■ Task instructions: All pictures are to be dropped, and the remaining data set down exactly.

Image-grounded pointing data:
####################
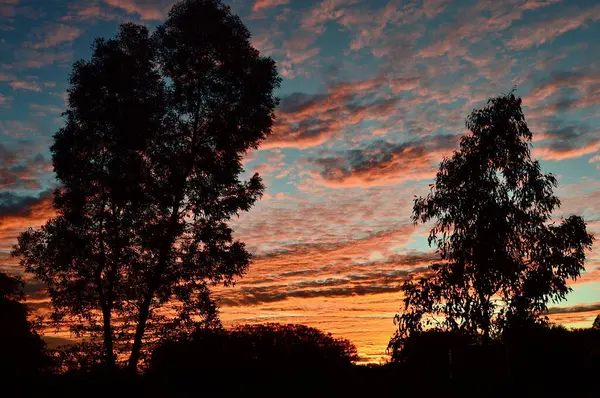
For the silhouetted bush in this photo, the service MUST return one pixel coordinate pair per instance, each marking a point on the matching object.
(551, 354)
(268, 347)
(22, 351)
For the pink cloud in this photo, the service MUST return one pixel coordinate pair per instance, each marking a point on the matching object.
(25, 85)
(558, 153)
(58, 34)
(264, 4)
(549, 29)
(149, 10)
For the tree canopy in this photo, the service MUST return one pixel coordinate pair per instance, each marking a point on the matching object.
(149, 162)
(502, 257)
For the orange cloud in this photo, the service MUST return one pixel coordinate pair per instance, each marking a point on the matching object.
(549, 29)
(19, 213)
(383, 163)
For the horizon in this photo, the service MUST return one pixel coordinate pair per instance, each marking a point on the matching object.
(374, 95)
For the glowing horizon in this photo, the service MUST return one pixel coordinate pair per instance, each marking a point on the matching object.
(374, 95)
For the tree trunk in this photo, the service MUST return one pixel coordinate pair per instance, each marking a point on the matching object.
(134, 358)
(108, 340)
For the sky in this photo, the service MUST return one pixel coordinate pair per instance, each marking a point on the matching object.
(374, 94)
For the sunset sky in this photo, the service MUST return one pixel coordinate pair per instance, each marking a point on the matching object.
(374, 94)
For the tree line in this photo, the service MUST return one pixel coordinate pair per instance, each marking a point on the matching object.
(149, 163)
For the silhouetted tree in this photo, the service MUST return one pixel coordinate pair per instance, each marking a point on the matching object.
(149, 162)
(271, 347)
(502, 257)
(22, 351)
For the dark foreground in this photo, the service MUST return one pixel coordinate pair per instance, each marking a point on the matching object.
(356, 381)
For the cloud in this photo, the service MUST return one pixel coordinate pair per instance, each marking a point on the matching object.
(4, 100)
(90, 10)
(26, 58)
(25, 85)
(148, 10)
(383, 163)
(56, 34)
(264, 4)
(568, 141)
(17, 171)
(17, 213)
(549, 29)
(306, 120)
(574, 308)
(370, 279)
(8, 8)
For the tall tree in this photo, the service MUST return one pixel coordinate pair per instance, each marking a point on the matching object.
(150, 164)
(502, 257)
(221, 105)
(87, 253)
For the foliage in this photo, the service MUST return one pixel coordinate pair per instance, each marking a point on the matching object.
(149, 163)
(273, 346)
(22, 351)
(502, 258)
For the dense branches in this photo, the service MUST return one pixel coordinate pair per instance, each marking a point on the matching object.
(149, 163)
(502, 258)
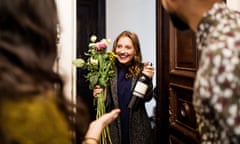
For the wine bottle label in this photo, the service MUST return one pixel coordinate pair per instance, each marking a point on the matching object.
(140, 89)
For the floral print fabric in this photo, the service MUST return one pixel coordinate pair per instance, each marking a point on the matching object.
(216, 96)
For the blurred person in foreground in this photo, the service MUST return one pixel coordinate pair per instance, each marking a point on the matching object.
(33, 108)
(216, 96)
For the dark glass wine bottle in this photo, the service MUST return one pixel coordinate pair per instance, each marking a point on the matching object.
(139, 91)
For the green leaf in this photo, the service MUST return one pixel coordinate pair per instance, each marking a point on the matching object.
(79, 62)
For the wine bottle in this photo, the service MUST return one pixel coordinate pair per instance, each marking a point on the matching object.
(139, 91)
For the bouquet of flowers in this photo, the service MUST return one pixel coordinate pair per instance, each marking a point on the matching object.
(99, 64)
####################
■ Response:
For the silhouetted bush in this photo, the service MUST return one pixel coordinate pair per instance, each marking a point on the matching object.
(551, 354)
(268, 347)
(22, 351)
For the pink cloud in this photo, the service MUST return one pixel coordinate pair per instance, each marking a point on the matching object.
(25, 85)
(558, 153)
(58, 34)
(264, 4)
(549, 29)
(149, 10)
For the tree canopy in this photo, the service MUST return one pixel coordinate pair per instance, each marking a point on the matching object.
(149, 162)
(502, 257)
For the orange cloud in this photo, the service MUST return one pixel coordinate pair per instance, each marking a point on the matching object.
(549, 29)
(19, 213)
(383, 163)
For the horizon in this photo, the service MUST return one pixel coordinate pair per instance, each marking a point on the matching object.
(374, 95)
For the glowing horizon in this photo, the service MUST return one pixel coordinate pair per instance, each marking a point on the matching object.
(374, 95)
For the tree trunk in this photo, the service MUST return one pixel coordinate pair per instance, each marking a point on the matching object.
(134, 358)
(108, 340)
For the sky in this photo, the service MUST return one pixel coordinate pair per instance, each marking a point on the matching object.
(374, 94)
For the sunset sky in this photo, the service MUST return one pixel coordinate pair per instance, each marking a point on the matching object.
(374, 94)
For the tree line in this photo, the service MUST return one pixel coordinate pair per instance, each marking a point on the matching object.
(149, 163)
For the silhouetted tree in this photo, the service MUST return one pixel coordinate pair per instance, each marking a point on the matching object.
(149, 162)
(271, 347)
(502, 257)
(22, 351)
For the dark foreground in this photo, the service MUST return one pixel coordinate pair per instance, each marking a point on the matching object.
(356, 381)
For the cloud in this photo, the service MUST return one pixel coordinate pair per instance, each marking a point on the matching object.
(4, 100)
(90, 10)
(26, 58)
(25, 85)
(148, 10)
(383, 163)
(56, 34)
(264, 4)
(568, 141)
(17, 171)
(17, 213)
(549, 29)
(306, 120)
(574, 308)
(370, 279)
(8, 8)
For the tall tree in this photo, the service MUST return one pixel coordinate pair per instance, each marking a point on the matching object.
(150, 164)
(502, 257)
(221, 105)
(87, 253)
For the foliage in this photo, the service MUST return one pixel coordinate pair per instance, each marking a point on the matching object.
(149, 163)
(273, 346)
(22, 351)
(502, 258)
For the dense branches in this photo, the service MUST return one pixel coordinate pair per instance, each marking a point on the matching object.
(149, 163)
(502, 258)
For the wine bottle label in this photo, the service MUST return one pixel coordinate pair per instance, each marking a point on the matching object.
(140, 89)
For the floral print fabric in this photo, the service MUST return one pixel coordinate pair per instance, each marking a point on the matching object.
(216, 96)
For the blurred person in foreground in this photo, the service MUST return one pixel coordinate pair per instance, each marking a point on the matching object.
(33, 108)
(216, 96)
For the dark glass wine bottle in this photo, the service MUST return one pixel coordinate pair per instance, each marking a point on the matching object.
(139, 91)
For the green leaf in this photo, the service MUST return one pixel coordinate pair per instance, each marking a point on the matching object.
(79, 62)
For the wine bottle in this photo, the service MUST return one pixel coordinate pair per instance, each marking a point on the matching object.
(139, 91)
For the bouquet of flowers in this photo, the service MUST return one pixel coordinate pair per instance, each marking a point on the matching object.
(99, 64)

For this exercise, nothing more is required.